Dataset excerpts =>
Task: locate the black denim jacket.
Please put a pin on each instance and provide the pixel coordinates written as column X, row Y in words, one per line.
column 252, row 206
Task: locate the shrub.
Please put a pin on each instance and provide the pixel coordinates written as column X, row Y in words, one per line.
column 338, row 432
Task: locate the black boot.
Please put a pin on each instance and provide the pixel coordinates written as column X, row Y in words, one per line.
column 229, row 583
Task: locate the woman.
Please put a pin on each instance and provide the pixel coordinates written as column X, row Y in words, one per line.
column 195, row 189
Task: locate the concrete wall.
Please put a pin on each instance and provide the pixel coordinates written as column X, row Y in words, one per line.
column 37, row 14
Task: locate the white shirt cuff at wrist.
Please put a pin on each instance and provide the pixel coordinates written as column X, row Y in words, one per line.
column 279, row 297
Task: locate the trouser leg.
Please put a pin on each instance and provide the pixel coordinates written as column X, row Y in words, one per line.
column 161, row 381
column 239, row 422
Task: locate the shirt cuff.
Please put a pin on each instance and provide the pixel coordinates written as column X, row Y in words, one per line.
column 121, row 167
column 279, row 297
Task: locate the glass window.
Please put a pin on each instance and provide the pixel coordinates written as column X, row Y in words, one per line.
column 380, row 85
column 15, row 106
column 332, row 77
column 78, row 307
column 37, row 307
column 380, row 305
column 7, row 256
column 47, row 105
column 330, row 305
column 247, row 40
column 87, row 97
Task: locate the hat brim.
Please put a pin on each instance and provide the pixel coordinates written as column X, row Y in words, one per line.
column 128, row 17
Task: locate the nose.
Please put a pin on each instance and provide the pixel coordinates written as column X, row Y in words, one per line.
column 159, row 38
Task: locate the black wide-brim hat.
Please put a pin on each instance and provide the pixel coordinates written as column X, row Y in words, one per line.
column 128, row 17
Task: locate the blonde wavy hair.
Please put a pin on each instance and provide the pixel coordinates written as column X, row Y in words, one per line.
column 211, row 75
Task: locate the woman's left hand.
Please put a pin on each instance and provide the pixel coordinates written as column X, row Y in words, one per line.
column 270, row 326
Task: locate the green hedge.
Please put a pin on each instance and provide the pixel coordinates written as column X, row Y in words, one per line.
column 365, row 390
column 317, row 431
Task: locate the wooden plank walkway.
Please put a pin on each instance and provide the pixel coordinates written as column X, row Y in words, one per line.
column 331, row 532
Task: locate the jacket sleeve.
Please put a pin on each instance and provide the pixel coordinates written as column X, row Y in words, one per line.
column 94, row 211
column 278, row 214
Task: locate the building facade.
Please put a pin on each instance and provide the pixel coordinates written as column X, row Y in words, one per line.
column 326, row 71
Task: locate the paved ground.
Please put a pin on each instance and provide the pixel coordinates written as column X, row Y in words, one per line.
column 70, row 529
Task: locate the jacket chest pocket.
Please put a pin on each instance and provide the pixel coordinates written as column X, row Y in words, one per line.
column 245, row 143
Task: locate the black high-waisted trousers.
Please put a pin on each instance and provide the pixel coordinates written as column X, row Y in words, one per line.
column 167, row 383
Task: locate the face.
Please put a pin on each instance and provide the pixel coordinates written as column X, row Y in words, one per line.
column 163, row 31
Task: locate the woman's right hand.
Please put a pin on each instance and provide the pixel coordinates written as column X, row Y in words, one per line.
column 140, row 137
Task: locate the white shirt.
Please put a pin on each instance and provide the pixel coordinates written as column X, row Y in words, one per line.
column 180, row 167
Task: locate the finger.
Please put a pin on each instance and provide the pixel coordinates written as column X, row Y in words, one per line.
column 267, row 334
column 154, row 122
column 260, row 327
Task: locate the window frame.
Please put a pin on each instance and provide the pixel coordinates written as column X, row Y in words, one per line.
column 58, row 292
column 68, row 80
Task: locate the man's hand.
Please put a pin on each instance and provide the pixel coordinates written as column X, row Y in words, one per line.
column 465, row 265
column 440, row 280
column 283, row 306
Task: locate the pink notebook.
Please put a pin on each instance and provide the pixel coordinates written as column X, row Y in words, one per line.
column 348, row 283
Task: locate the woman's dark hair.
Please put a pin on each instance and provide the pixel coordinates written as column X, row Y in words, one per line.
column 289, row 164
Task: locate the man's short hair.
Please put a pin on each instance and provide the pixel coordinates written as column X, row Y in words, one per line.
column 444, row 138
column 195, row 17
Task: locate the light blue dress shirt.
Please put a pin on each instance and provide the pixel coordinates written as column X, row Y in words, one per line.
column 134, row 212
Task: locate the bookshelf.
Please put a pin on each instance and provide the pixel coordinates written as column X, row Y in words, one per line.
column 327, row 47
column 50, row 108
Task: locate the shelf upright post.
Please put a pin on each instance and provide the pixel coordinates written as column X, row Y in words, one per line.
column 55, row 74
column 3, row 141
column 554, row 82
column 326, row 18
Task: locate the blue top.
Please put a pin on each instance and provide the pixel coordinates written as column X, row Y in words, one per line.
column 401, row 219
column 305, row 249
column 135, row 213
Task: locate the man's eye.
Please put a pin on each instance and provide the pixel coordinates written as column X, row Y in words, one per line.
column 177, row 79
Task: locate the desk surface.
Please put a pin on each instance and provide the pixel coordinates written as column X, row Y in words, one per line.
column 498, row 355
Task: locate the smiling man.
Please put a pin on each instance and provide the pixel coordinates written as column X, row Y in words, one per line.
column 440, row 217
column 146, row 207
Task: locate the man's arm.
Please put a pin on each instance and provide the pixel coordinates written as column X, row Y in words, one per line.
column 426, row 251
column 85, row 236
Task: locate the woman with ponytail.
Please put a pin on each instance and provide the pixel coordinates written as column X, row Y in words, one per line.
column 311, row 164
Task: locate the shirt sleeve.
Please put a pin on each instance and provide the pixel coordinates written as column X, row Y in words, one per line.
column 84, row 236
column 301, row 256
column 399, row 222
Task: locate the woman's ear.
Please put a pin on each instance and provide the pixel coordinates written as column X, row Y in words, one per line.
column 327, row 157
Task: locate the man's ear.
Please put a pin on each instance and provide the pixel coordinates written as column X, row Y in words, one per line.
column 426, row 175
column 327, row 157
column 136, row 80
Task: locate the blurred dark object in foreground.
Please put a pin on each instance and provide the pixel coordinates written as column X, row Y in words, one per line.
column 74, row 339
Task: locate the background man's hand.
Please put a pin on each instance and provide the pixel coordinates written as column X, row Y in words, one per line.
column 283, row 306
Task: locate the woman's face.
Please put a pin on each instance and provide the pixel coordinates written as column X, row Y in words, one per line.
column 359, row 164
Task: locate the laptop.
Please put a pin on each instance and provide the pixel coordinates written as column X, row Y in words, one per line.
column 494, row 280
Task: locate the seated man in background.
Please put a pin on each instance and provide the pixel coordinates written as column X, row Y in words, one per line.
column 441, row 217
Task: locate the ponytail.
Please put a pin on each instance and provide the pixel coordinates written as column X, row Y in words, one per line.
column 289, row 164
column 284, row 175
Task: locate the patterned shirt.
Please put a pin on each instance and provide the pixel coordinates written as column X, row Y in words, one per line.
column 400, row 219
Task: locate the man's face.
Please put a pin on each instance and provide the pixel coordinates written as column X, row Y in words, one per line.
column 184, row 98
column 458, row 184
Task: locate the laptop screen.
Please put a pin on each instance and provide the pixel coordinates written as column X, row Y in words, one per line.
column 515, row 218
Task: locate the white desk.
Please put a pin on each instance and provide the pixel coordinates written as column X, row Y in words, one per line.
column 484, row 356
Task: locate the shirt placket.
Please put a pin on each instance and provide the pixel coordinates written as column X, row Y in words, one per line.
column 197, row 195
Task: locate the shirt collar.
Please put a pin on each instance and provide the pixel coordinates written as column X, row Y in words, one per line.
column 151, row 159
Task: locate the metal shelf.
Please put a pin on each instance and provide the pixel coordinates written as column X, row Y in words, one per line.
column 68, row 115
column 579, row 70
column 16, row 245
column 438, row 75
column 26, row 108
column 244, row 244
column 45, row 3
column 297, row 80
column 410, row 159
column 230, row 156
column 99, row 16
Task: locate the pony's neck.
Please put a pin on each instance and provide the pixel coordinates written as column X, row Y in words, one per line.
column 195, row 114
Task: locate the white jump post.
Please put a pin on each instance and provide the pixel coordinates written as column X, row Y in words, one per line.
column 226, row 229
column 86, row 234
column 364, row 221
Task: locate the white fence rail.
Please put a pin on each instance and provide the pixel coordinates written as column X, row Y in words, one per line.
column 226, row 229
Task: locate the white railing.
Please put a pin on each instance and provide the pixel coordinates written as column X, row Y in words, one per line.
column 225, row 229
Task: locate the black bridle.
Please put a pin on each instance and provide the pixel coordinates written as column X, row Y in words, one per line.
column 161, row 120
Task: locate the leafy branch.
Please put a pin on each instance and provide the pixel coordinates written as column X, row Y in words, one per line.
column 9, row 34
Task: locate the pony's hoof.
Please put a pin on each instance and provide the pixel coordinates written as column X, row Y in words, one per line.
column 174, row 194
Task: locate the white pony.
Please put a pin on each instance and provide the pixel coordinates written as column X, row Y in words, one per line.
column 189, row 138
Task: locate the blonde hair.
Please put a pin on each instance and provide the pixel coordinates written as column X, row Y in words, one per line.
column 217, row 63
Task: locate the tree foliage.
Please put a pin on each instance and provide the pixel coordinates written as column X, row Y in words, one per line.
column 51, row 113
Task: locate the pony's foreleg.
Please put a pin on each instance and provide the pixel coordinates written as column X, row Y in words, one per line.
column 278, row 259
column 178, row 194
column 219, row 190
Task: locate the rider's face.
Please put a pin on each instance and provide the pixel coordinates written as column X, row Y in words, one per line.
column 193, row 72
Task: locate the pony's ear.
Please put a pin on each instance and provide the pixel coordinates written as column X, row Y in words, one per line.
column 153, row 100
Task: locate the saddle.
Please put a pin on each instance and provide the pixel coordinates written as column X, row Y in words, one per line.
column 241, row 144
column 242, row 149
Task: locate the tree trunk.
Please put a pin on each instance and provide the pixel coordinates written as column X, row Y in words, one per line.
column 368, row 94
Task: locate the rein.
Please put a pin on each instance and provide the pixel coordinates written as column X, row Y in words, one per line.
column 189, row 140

Direction => Can you copy out, unchanged, the rows from the line with "Task: locate the leafy branch." up to and including the line with "column 51, row 113"?

Full output =>
Task: locate the leafy branch.
Please put a pin on each instance and provide the pixel coordinates written as column X, row Y in words, one per line.
column 9, row 34
Task: locate the pony's hoof.
Please put a pin on each instance and provide the pixel coordinates written as column X, row Y in words, one per line.
column 174, row 194
Task: locate the white pony.
Please put a pin on each instance and provide the pixel coordinates written as column X, row Y in words, one per line.
column 189, row 138
Task: locate the blonde hair.
Please put a pin on each instance and provide the pixel coordinates written as column X, row Y in words, one per line.
column 217, row 63
Task: locate the tree foliage.
Please put a pin on each instance and provide the pixel coordinates written as column X, row Y in words, one per line.
column 51, row 113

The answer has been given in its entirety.